## Exercise objective
Please repeat the entries exactly as they appear and omit any images.

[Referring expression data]
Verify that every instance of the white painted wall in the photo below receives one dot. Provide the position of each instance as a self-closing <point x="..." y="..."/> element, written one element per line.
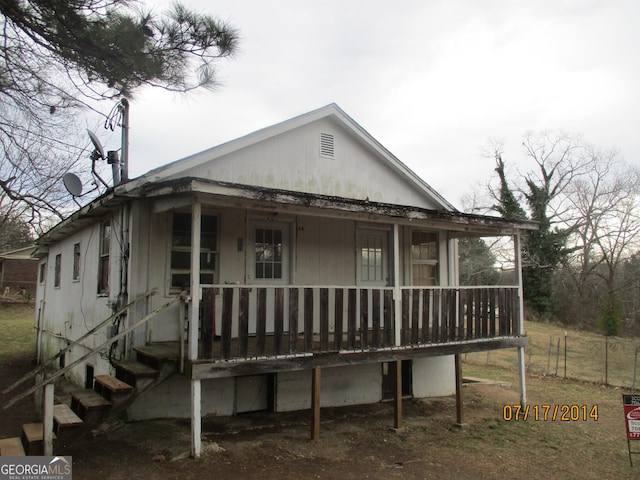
<point x="340" y="386"/>
<point x="292" y="161"/>
<point x="172" y="399"/>
<point x="434" y="376"/>
<point x="70" y="310"/>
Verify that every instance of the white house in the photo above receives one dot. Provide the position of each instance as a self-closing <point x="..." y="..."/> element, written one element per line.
<point x="299" y="248"/>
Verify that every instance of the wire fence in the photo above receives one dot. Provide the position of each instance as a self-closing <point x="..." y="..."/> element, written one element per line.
<point x="570" y="354"/>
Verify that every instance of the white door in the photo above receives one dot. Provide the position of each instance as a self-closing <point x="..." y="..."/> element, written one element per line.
<point x="268" y="265"/>
<point x="268" y="255"/>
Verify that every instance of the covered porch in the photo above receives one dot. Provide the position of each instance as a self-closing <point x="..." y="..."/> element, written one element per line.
<point x="254" y="328"/>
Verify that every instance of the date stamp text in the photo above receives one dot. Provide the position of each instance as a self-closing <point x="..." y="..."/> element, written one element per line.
<point x="550" y="413"/>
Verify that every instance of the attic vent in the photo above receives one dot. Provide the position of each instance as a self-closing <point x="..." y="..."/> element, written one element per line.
<point x="326" y="145"/>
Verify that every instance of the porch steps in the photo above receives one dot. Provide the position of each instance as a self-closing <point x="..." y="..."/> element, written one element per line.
<point x="11" y="447"/>
<point x="89" y="405"/>
<point x="33" y="438"/>
<point x="64" y="419"/>
<point x="111" y="388"/>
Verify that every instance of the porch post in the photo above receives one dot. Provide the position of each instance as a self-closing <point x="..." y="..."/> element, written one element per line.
<point x="315" y="404"/>
<point x="521" y="363"/>
<point x="194" y="314"/>
<point x="459" y="398"/>
<point x="397" y="396"/>
<point x="396" y="284"/>
<point x="47" y="419"/>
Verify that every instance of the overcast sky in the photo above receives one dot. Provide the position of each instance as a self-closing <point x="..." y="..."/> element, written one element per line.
<point x="431" y="80"/>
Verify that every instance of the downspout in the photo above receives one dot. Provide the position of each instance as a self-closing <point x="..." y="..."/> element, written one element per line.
<point x="123" y="292"/>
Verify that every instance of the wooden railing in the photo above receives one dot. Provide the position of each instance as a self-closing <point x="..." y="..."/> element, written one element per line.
<point x="244" y="322"/>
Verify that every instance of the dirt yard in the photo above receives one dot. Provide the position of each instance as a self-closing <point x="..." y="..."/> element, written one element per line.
<point x="355" y="442"/>
<point x="358" y="442"/>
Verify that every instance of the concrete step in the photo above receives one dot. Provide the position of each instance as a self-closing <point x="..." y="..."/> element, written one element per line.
<point x="111" y="388"/>
<point x="33" y="439"/>
<point x="156" y="354"/>
<point x="11" y="447"/>
<point x="64" y="419"/>
<point x="132" y="372"/>
<point x="89" y="405"/>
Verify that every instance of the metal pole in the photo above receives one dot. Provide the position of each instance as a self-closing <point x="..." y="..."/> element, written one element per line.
<point x="125" y="139"/>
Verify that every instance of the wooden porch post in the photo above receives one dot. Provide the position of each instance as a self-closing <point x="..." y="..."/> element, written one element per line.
<point x="521" y="362"/>
<point x="194" y="314"/>
<point x="396" y="284"/>
<point x="47" y="420"/>
<point x="397" y="397"/>
<point x="315" y="404"/>
<point x="459" y="399"/>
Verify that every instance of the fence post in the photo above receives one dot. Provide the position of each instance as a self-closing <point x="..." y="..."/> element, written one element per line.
<point x="565" y="354"/>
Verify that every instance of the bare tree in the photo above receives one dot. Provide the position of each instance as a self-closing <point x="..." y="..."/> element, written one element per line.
<point x="58" y="58"/>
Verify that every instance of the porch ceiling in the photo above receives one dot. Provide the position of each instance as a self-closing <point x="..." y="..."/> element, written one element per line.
<point x="261" y="198"/>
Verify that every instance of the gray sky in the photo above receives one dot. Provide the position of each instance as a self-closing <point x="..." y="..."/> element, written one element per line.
<point x="432" y="81"/>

## Your response
Verify that every instance of the white painted wall in the photo below receives one dot. Provide the position of each instance as a self-closing <point x="..." y="..."/> element, written one element per line.
<point x="340" y="386"/>
<point x="292" y="161"/>
<point x="172" y="399"/>
<point x="434" y="376"/>
<point x="70" y="310"/>
Verify that every instance of the white house in the photo above receives one dot. Provide the position of each instance as a self-closing <point x="..." y="..."/> element, written one element per line.
<point x="299" y="248"/>
Verify that every instance of the wire fence in the photo above receives one dot. Provide the position of each instance as a self-closing <point x="..." y="..."/> element, written one element per line.
<point x="570" y="354"/>
Verify that every instance of the white door in the photo above receives one dot. Provide the position of each instance as a self-closing <point x="..." y="..."/> element, written one element per line.
<point x="268" y="265"/>
<point x="268" y="255"/>
Verify that every instance of the covered porch in the photo above receives one dot. Provide the position of each instance as a self-closing <point x="..." y="..."/> element, written one element per line.
<point x="254" y="328"/>
Verify that every instance of the date stamp text in the photo above receives one dot. Provide the position of each instance as a self-closing <point x="..." y="..."/> element, written one element per line.
<point x="550" y="413"/>
Verify that every instance of the attic vent in the photo above receives one dot. Provide the position of each instance as a self-closing <point x="..." y="..."/> element, written one element per line.
<point x="326" y="145"/>
Verify that every instance of the porch steps in the photo above receives one dot. Provide the position of each instance as a self-closing <point x="..." y="..."/> element, written one element per line.
<point x="11" y="447"/>
<point x="89" y="405"/>
<point x="33" y="438"/>
<point x="64" y="419"/>
<point x="111" y="388"/>
Verify that every instance of the porch post in the photo above receives one dot. Provide the position of each instance as a self-closing <point x="..." y="..."/> element, written one element per line.
<point x="315" y="404"/>
<point x="521" y="363"/>
<point x="194" y="314"/>
<point x="459" y="398"/>
<point x="397" y="396"/>
<point x="396" y="284"/>
<point x="47" y="419"/>
Verify that every instance of the overcast sky in the photo above receives one dot. Provide the position of each instance as a self-closing <point x="..." y="..."/> element, written one element per line.
<point x="431" y="80"/>
Verify that every instance of the downspout in the photo above receives one dot. Provide the position of each instance as a self-closing <point x="..." y="..."/> element, written one element per line.
<point x="123" y="292"/>
Verify that every instance of the wooden railing in the photo above receives one dot. Provide the position of each instance as a self-closing <point x="..." y="..."/> element, written one element per line.
<point x="244" y="322"/>
Verify that every instance of the dirt yard in the photo above receives one dot. Provide the position of each instance as a self-closing <point x="..." y="..."/> element, written one element per line.
<point x="355" y="442"/>
<point x="358" y="442"/>
Verify that every instance of the concrete step in the photo above receives one dot. Provide the position of each instance as a self-closing <point x="..." y="..."/> element, written one element per line.
<point x="111" y="388"/>
<point x="33" y="439"/>
<point x="156" y="354"/>
<point x="11" y="447"/>
<point x="64" y="419"/>
<point x="132" y="372"/>
<point x="89" y="405"/>
Verify that every instance of the metal pole in the photo above receives one dot. Provide the position of each instance as a self-closing <point x="..." y="..."/> element, written one element per line.
<point x="125" y="139"/>
Verify that every instance of the wooden porch post in the photo above receives one dot. Provide the position of each instance as a self-closing <point x="..." y="..."/> element, written one element per line.
<point x="521" y="362"/>
<point x="194" y="314"/>
<point x="396" y="284"/>
<point x="47" y="420"/>
<point x="397" y="397"/>
<point x="315" y="404"/>
<point x="459" y="399"/>
Verify that every instance of the fence post in the photo above receives one dot. Provide the position of each instance as a self-closing <point x="..." y="..."/> element, written one element per line.
<point x="565" y="354"/>
Verify that every instance of the bare tree in the photo above receives one dot. Provide the position of each instance as a self-closing <point x="..." y="..."/> element, written one element per line.
<point x="58" y="58"/>
Verify that every instance of the porch ceiling in the photo above receives one dot. Provide the position of each instance as a self-closing <point x="..." y="..."/> element, written one element per line.
<point x="261" y="198"/>
Verify that every instance of the gray sky in the photo above receives one dot. Provide the position of each instance as a self-closing <point x="..." y="..."/> element, written one element per line.
<point x="432" y="81"/>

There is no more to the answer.